Extract =>
··········

Last week ended with the ‘good’ news from the US economy in the form of the July jobs bonanza, this week it will be the ‘bad’ – July’s Consumer Price Index.
Friday saw the news that the US generated 528,000 new jobs last month, almost double the 258,000 average from the market.
This despite several interest rate rises from the US Federal reserve which are supposed to slow demand and jobs growth. That has yet to happen.
As a result of the surge in jobs last month, US investors now think the next rate rise from the Fed will be 0.75% instead of 0.50% or 0.25% it was looking like earlier last week.
The jobs data has seen a major change, again in US thinking. Will this week’s CPI data change, or add to the new belief?
Whatever, the US the central bank won’t be in a position to raise rates until late September because that’s when the next Fed meeting will be held.
It will have not only the July jobs and inflation data, but also August’s so if there’s more strong reports, a bigger rate rise could be on the cards – 1% anyone?
The June CPI reading was 9.1% and US forecasts are for a fall to around 8.8% perhaps, depending on how the impact of a forecast near 11% drop in petrol prices in the US last month.
A fall to say 8.5% (annual) might take the pressure off the fed and market thinking could return to a rise of 0.50%.
Moody’s economists wrote on Friday “The decline in retail gasoline prices will be disinflationary for the CPI. Changes in retail gasoline prices closely track changes in the CPI for gasoline.
“Retail gasoline prices point toward a 10.8% decline in the CPI for gasoline, which would reduce growth in the headline CPI by 0.5 percentage point in July.
“Even with the decline, the CPI for gasoline is going to add a lot to year-over-year growth in the headline result. Also, while the headline CPI will post a small monthly gain in July, the core CPI, which excludes food and energy, will remain hot.”
And the AMP’s chief economist, Shane Oliver wrote at the weekend the “July CPI data which is expected to show a fall in headline inflation to 8.8%yoy (from 9.1%) helped by lower gasoline prices but a rise in core inflation to 6.1%yoy (from 5.9%). ”
There’s also the latest producer (PPI) and import price data as well – the PPI is over 11% at the moment.
The US earnings season continues this week as well (See separate story).
In Europe, the UK economy likely to have contracted in June by 1% month on month, resulting in a 0.1% quarter-over-quarter decline for the second quarter.
Euro zone industrial production will likely contract 0.8% month over month in June after a 0.8% rise in May. New car registrations continued to slump considerably in year-ago terms during the month, which also caused concern that output in the car sector did not pick up much.
All eyes will be on China’s consumer and producer price data for July.
Moody’s sees producer price growth around an annual 5.8%, continuing the deceleration trend as industry struggles with the aftermath of the Covid lockdowns.
Consumer prices are forecast to rise 2.9% y/y in July, up from 2.5% in June. Pork will be an important upward contributor on account of prices jumping again in July despite government intervention to try and cool price rises.

··········

Data extracts =>
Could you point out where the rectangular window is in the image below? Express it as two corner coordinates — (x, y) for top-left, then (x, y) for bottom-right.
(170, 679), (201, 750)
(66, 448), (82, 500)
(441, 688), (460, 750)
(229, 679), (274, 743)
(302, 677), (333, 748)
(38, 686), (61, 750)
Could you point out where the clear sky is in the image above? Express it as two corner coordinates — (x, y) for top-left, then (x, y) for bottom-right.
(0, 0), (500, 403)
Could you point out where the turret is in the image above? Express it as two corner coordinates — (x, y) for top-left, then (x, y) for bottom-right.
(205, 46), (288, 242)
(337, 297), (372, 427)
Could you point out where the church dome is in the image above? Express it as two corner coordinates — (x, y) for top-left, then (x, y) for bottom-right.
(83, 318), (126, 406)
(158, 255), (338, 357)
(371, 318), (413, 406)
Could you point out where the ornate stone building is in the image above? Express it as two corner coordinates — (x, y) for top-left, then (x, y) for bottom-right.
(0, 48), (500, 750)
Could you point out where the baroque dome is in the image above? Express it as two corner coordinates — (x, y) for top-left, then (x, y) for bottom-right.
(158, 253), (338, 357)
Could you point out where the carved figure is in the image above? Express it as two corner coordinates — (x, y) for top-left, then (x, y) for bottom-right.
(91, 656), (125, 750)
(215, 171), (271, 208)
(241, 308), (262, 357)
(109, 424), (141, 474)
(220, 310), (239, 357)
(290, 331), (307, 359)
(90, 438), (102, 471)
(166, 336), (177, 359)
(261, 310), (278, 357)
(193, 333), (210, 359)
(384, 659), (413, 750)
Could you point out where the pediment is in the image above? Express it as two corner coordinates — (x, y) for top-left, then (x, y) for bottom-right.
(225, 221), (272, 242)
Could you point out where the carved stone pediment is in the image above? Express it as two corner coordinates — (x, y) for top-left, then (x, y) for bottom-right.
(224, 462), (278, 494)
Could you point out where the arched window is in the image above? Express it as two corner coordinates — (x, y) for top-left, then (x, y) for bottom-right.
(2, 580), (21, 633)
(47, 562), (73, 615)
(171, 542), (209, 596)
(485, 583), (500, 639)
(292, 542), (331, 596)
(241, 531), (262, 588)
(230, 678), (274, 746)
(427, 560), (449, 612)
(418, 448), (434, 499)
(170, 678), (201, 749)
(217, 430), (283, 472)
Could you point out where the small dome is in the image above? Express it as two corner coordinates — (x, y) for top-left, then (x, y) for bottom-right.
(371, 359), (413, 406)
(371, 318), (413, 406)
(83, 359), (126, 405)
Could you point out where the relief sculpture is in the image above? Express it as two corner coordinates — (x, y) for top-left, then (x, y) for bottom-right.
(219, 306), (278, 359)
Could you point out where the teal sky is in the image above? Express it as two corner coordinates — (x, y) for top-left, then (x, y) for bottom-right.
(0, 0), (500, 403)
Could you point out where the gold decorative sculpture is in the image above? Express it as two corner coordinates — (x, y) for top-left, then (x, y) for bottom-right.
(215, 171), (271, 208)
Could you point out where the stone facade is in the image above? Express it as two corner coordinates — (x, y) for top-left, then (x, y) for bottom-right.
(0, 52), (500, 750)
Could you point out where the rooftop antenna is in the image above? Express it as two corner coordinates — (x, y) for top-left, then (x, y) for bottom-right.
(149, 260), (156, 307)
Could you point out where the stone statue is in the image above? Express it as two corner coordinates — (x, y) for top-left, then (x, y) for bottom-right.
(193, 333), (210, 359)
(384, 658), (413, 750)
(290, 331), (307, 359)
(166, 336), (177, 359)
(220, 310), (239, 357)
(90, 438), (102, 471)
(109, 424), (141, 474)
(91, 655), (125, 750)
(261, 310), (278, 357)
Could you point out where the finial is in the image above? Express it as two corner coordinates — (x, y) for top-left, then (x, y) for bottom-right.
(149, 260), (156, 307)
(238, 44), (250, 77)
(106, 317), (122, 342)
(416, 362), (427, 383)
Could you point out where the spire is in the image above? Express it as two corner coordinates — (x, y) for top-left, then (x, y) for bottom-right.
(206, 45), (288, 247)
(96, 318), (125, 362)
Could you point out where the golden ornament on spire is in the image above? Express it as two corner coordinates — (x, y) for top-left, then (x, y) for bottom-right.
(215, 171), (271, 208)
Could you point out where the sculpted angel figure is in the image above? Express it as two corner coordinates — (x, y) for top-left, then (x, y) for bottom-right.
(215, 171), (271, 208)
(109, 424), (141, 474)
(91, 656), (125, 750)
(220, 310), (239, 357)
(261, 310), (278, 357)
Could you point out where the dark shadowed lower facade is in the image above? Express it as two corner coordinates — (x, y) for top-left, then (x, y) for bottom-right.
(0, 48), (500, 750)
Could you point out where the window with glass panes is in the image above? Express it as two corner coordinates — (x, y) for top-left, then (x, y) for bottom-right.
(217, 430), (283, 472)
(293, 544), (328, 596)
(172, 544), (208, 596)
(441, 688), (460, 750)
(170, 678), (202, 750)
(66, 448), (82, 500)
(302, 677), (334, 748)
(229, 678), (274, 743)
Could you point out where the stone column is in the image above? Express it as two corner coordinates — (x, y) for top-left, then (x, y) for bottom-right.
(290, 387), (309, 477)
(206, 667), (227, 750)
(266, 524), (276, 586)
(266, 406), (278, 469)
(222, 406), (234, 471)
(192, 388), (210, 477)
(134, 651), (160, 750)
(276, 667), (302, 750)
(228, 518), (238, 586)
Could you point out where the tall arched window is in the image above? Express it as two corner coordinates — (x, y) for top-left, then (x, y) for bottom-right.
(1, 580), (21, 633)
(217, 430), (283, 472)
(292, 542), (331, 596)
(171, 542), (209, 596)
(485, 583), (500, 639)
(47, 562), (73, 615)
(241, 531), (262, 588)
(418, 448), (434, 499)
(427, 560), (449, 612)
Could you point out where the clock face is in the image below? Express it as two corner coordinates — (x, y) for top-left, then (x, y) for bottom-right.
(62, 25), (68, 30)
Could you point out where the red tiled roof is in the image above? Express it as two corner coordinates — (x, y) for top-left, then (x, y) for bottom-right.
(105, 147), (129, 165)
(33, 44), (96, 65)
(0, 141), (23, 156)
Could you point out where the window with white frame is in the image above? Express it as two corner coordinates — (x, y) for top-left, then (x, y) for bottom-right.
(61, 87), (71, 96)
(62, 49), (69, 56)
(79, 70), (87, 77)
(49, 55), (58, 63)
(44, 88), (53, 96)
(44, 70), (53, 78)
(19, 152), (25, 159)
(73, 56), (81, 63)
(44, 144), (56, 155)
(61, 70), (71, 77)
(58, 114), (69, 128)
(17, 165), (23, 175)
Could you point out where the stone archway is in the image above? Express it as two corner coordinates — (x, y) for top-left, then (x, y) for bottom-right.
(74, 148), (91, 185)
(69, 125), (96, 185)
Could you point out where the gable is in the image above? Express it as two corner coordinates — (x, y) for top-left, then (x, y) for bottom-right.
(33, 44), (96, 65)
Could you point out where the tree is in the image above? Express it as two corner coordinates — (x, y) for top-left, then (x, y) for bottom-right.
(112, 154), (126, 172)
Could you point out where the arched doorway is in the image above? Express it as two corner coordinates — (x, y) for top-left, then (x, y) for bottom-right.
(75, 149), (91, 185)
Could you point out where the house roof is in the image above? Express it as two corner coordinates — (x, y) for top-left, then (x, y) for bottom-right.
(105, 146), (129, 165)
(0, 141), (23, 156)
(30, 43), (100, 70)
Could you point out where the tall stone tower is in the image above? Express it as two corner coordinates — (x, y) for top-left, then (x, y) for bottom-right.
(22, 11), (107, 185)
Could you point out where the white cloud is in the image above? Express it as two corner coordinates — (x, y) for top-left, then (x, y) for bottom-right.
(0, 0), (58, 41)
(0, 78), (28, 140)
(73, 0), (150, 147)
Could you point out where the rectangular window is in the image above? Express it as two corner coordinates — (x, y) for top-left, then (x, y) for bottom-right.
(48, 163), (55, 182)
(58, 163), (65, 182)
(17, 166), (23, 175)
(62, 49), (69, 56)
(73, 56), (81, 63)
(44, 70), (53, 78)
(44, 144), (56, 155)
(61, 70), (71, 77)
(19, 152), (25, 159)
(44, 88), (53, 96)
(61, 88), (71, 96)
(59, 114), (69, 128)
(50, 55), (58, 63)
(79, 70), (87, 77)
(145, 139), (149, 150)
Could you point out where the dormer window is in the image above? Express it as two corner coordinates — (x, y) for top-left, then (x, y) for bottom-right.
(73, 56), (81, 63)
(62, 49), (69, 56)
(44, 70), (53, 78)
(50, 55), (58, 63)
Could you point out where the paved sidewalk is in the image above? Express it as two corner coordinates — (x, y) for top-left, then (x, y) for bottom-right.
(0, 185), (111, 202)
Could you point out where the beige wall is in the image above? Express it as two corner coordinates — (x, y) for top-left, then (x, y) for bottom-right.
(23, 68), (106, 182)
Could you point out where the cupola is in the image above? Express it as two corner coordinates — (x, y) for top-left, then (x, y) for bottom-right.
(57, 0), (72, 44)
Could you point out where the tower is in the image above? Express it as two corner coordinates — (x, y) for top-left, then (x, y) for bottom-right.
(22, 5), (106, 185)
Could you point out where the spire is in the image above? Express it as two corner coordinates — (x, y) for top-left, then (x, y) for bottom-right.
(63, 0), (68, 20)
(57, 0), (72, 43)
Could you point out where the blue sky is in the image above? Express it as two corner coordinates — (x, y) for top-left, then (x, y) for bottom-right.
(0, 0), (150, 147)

··········

Requirement A =>
Translate this sentence from the economic preview into Spanish: "All eyes will be on China’s consumer and producer price data for July."
Requirement B =>
Return everything in the economic preview from "Whatever, the US" down to "US last month.", word for word.
Rely only on the economic preview for this work.

Exercise solution A =>
Todas las miradas estarán puestas en los datos de precios al consumidor y al productor de China correspondientes a julio.

Exercise solution B =>
Whatever, the US the central bank won’t be in a position to raise rates until late September because that’s when the next Fed meeting will be held.
It will have not only the July jobs and inflation data, but also August’s so if there’s more strong reports, a bigger rate rise could be on the cards – 1% anyone?
The June CPI reading was 9.1% and US forecasts are for a fall to around 8.8% perhaps, depending on how the impact of a forecast near 11% drop in petrol prices in the US last month.